Excerpt:
Segment Open
Like most Midwesterners who have suffered through a long, cold winter, I am looking forward to spring. In my new home I have an indoor greenhouse (aka empty bedroom) where I am attempting to grow the seeds I keep buying online and in stores.
Turns out, seed buying and seed growing are two very different hobbies.
As I tend to my little seeds, watering them, adjusting the lights, making sure the room is warm enough to encourage germination and impatiently waiting for that first little sign of life, I’m reminded of what a coach said to me years ago.
The day you plant the seed is not the day you eat the fruit.
And while it’s absolutely true about my garden project, it’s also true in business. We sow seeds all the time, we write blog posts, send emails, connect to new people, create resources, do interviews, pitch media… all of these activities can be considered marketing “seeds.” And it’s important not to presume that those seeds have failed when they fail to produce fruit right away.
But there’s a second story that also sticks in my mind. I was reading about the worst customers in retail where someone shared that they worked in a popular nursery. One day a customer has returned a tree sapling which they’d bought, took home, then cut down and returned 6 months later. The reason? It hadn’t grown.
When it comes to the goals we set, the projects started and dreams envisioned it’s easy to get discouraged by an apparent lack of growth and cut down the tree.
Don’t cut down the tree.
I see this when clients have a great free offer that they’ve mapped out, written, proofed, edited, designed and published… only to get 3 downloads in the first week. Frustrated, they cut down the tree.
Segment Closed
Input data:
Segment Open
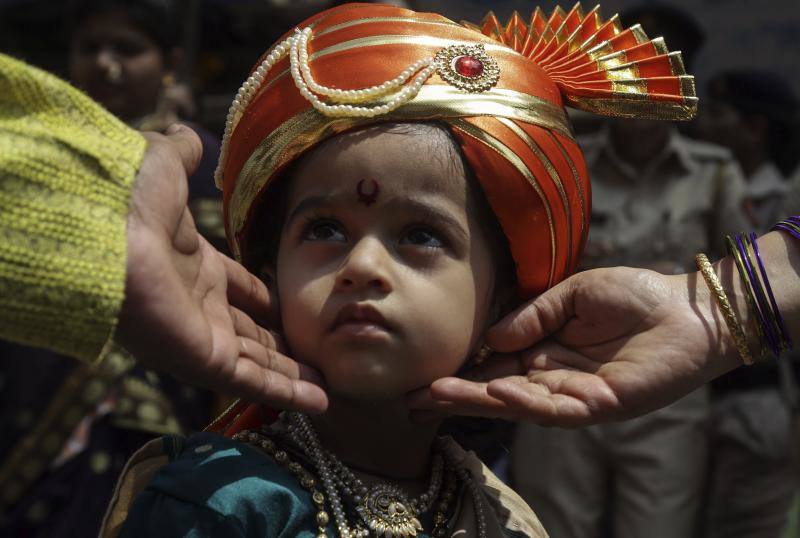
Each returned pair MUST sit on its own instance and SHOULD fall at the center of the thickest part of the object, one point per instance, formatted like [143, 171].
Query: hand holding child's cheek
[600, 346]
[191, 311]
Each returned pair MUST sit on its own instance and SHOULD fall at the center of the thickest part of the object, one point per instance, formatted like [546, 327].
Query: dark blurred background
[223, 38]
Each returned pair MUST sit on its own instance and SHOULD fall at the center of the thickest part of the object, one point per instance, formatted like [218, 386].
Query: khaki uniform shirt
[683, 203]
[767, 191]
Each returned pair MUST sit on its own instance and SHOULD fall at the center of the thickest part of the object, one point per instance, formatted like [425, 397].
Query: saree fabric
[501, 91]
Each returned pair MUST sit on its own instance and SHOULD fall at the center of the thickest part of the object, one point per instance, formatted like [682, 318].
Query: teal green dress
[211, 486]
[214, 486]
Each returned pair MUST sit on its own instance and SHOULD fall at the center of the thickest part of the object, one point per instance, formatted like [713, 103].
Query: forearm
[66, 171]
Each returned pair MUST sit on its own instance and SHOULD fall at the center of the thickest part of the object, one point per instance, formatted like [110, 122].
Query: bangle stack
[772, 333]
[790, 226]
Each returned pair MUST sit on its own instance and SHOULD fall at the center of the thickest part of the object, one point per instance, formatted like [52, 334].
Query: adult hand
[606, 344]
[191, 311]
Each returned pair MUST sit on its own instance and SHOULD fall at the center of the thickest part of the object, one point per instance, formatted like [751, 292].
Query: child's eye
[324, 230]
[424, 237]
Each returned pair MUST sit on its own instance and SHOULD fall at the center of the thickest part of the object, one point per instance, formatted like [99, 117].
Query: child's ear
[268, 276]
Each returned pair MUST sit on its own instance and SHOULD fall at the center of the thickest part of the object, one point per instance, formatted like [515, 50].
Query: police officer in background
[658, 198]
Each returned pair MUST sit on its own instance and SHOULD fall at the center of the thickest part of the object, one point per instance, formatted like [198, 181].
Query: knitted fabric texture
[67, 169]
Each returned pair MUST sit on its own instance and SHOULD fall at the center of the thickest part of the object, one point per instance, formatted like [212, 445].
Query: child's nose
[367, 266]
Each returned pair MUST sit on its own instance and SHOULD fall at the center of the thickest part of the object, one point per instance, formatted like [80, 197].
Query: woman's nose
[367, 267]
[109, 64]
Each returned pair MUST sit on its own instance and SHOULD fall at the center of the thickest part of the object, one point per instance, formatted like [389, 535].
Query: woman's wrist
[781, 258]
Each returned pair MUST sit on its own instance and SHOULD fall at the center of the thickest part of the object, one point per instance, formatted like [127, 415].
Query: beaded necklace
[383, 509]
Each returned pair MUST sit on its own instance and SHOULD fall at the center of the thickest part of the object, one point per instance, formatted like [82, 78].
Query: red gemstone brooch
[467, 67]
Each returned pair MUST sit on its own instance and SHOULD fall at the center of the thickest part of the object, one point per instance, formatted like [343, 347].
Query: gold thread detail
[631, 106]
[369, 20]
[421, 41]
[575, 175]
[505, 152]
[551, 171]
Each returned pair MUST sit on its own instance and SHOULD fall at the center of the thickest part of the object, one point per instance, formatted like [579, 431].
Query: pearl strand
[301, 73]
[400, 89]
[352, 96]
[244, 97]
Segment Closed
Required action: Could you pull out the passage of the seed-growing piece above that starts at "As I tend to" and ends at "eat the fruit.", copying it word for word?

Problem solution:
As I tend to my little seeds, watering them, adjusting the lights, making sure the room is warm enough to encourage germination and impatiently waiting for that first little sign of life, I’m reminded of what a coach said to me years ago.
The day you plant the seed is not the day you eat the fruit.